*** Opening of EXTRACT TO READ ***
The Day Novartis Chose Discovery
19 days ago
- #Corporate Research
- #Pharmaceutical Innovation
- #Drug Discovery
- Novartis Institutes for Biomedical Research (NIBR) was founded in 2002 under Mark Fishman, a Harvard cardiologist with no prior pharmaceutical experience, to reinvigorate Novartis' internal drug discovery.
- NIBR operated on four heretical principles: fast proof-of-concept in extreme phenotypes, organizing around biological pathways rather than market categories, deep collaboration with academia, and building on prior research rather than starting from scratch.
- Under Fishman's leadership, 65% of Novartis' new drug approvals came from internal discovery, including blockbusters like Gleevec, Gilenya, Cosentyx, and Entresto, which collectively generated $146 billion in lifetime sales.
- NIBR's success was attributed to its biology-first approach, minimal commercial oversight, and integration of translational medicine physicians into discovery teams from the outset.
- Despite its success, NIBR began dismantling in 2016 due to financial pressures, shifting focus to commercially viable projects and away from curiosity-driven research.
- The pharmaceutical industry at large has increasingly outsourced innovation, focusing on share buybacks and dividends over R&D, leading to a decline in breakthrough discoveries.
- NIBR's model demonstrated that systematic, biology-first research could yield significant breakthroughs, but its dismantling highlights the tension between long-term innovation and short-term financial pressures.
*** Close of EXTRACT TO READ ***
Answer these questions from the Novartis research summary:
(a) In what year was NIBR founded?
(b) What percentage of Novartis' new drug approvals came from internal discovery under Fishman's leadership?
(c) In what year did NIBR begin dismantling?
*** Opening of MATERIAL SUPPLIED ***
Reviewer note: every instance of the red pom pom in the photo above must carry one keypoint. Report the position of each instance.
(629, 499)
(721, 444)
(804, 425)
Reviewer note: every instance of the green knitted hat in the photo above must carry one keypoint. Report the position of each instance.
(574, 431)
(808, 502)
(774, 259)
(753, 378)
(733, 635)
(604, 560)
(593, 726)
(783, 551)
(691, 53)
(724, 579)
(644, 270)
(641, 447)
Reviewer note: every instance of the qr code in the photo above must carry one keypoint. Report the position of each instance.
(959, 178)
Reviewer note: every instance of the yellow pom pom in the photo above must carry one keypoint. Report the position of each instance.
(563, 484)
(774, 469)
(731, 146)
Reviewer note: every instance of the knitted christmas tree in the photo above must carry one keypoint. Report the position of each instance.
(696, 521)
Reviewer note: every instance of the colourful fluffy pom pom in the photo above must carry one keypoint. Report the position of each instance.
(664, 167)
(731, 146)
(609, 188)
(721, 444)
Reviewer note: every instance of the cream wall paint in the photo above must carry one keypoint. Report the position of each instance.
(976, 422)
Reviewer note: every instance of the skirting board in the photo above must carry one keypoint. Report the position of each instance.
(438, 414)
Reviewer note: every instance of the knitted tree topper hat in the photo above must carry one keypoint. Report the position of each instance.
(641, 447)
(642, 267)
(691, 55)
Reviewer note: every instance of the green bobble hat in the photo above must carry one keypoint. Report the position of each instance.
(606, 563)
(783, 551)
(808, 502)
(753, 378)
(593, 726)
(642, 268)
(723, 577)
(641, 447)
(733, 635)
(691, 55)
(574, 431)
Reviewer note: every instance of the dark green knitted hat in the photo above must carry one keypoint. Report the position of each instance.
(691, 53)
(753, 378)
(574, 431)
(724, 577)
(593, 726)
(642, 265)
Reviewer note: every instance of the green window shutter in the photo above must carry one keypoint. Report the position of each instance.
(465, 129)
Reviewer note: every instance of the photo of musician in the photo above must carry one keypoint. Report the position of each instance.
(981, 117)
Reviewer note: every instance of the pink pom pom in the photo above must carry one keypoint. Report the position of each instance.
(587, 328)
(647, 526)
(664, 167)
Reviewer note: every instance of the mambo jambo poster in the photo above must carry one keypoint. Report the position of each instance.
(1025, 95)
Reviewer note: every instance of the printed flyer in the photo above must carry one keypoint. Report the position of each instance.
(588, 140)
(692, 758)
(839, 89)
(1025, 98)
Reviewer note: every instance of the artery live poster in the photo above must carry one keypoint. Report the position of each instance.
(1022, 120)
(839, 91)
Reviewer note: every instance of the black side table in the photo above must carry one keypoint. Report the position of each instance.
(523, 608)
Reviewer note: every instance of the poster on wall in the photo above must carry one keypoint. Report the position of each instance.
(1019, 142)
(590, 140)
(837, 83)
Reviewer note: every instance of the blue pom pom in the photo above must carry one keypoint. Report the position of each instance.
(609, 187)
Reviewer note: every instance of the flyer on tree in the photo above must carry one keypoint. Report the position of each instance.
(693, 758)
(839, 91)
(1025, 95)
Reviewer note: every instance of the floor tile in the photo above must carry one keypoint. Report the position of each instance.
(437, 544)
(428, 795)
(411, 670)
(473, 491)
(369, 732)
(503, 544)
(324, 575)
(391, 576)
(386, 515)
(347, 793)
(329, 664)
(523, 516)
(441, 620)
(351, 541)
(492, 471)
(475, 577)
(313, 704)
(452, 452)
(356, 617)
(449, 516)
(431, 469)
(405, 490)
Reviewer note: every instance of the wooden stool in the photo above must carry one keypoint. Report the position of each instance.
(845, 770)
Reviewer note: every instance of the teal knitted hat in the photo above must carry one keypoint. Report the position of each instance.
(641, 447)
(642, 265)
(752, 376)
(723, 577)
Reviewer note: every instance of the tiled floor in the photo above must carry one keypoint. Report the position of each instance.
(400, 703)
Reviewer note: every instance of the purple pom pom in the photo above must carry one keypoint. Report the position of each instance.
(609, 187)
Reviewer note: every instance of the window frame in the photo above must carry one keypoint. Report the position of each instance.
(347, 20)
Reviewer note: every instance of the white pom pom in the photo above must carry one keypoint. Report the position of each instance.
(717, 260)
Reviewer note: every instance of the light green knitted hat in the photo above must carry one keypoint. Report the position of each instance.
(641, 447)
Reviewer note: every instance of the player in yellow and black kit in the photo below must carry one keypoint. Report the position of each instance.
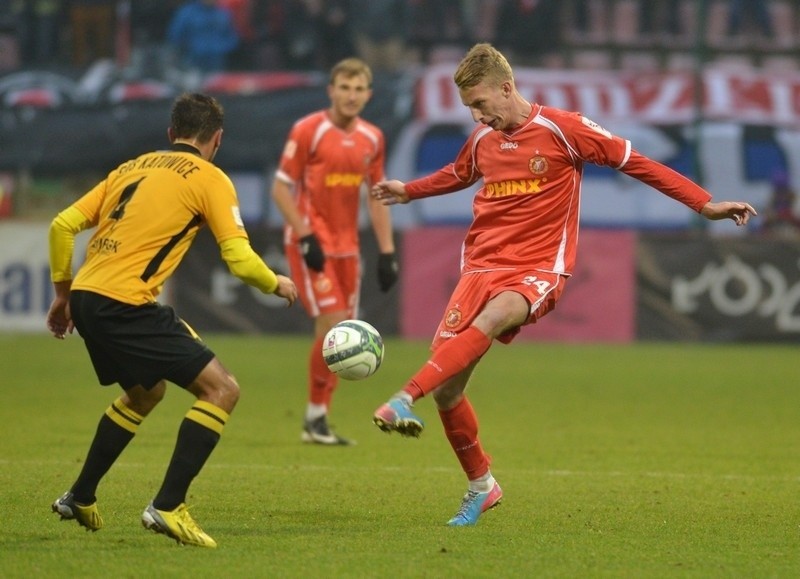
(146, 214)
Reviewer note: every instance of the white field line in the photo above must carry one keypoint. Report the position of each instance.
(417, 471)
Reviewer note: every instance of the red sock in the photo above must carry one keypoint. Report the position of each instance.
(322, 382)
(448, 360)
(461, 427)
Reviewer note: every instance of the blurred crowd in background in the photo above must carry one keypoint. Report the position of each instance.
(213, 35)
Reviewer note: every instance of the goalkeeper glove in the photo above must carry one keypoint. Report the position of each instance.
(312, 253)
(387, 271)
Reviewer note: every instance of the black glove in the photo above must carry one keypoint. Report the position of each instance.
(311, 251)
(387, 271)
*** Close of MATERIAL SUPPLIED ***
*** Opening of MATERIAL SUPPLIED ***
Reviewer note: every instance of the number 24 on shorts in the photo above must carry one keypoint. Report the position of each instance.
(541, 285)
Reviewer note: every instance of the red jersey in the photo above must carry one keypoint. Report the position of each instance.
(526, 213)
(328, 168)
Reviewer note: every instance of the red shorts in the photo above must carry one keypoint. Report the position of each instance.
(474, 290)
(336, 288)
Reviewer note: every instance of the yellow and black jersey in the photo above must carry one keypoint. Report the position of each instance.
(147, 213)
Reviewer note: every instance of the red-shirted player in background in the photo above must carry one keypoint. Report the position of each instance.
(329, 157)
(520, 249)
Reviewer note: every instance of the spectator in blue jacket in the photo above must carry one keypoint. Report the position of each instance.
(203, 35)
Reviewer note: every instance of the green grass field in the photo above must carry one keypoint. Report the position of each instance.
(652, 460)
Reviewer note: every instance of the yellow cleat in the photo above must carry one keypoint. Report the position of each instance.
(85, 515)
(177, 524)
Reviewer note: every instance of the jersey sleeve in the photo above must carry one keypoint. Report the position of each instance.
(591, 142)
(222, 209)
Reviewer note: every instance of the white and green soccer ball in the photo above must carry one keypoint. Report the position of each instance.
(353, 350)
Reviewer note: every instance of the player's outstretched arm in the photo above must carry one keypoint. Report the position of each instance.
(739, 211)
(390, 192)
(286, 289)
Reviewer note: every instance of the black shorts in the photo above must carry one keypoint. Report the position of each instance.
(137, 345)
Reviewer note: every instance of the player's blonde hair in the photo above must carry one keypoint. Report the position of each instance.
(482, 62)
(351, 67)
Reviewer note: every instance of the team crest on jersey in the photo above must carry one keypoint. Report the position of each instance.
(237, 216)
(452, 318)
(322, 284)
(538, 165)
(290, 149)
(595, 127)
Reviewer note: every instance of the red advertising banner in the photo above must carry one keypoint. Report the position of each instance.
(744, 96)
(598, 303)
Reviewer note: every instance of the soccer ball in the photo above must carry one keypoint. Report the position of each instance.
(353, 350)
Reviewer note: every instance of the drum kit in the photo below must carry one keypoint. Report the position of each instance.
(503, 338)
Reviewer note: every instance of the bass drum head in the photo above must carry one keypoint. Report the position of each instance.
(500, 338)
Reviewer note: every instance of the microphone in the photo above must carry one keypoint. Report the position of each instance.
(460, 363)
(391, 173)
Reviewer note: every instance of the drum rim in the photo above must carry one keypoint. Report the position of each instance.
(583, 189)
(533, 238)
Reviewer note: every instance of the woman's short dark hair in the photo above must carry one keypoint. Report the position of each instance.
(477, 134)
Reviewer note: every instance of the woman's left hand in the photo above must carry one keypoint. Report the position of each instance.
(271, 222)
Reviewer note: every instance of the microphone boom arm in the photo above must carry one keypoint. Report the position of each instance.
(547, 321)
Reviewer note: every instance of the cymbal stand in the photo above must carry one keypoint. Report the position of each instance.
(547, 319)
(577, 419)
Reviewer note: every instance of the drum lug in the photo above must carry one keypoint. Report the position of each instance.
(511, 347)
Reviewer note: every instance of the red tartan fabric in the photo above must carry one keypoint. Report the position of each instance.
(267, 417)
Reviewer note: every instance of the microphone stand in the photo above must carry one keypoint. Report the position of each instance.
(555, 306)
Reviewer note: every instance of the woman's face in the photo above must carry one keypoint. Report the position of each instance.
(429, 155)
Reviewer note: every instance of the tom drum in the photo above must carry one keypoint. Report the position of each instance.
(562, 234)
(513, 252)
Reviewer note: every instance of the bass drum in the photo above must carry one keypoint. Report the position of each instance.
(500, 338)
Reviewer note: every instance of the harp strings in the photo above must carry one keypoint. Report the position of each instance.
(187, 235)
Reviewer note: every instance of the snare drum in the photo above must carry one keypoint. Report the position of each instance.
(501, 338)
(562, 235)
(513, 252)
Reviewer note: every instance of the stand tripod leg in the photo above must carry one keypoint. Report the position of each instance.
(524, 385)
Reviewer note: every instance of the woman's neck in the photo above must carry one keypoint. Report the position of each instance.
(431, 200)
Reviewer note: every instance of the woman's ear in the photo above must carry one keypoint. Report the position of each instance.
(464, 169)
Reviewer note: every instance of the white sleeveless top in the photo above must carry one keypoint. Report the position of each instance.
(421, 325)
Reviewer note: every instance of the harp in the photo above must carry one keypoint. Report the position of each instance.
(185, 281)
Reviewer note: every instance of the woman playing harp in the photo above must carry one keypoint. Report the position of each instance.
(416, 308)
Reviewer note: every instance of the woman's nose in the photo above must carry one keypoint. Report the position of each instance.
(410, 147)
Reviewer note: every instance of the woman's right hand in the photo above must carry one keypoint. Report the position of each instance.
*** Close of MATERIAL SUPPLIED ***
SOLUTION TO THIS PROBLEM.
(a) 2002
(b) 65%
(c) 2016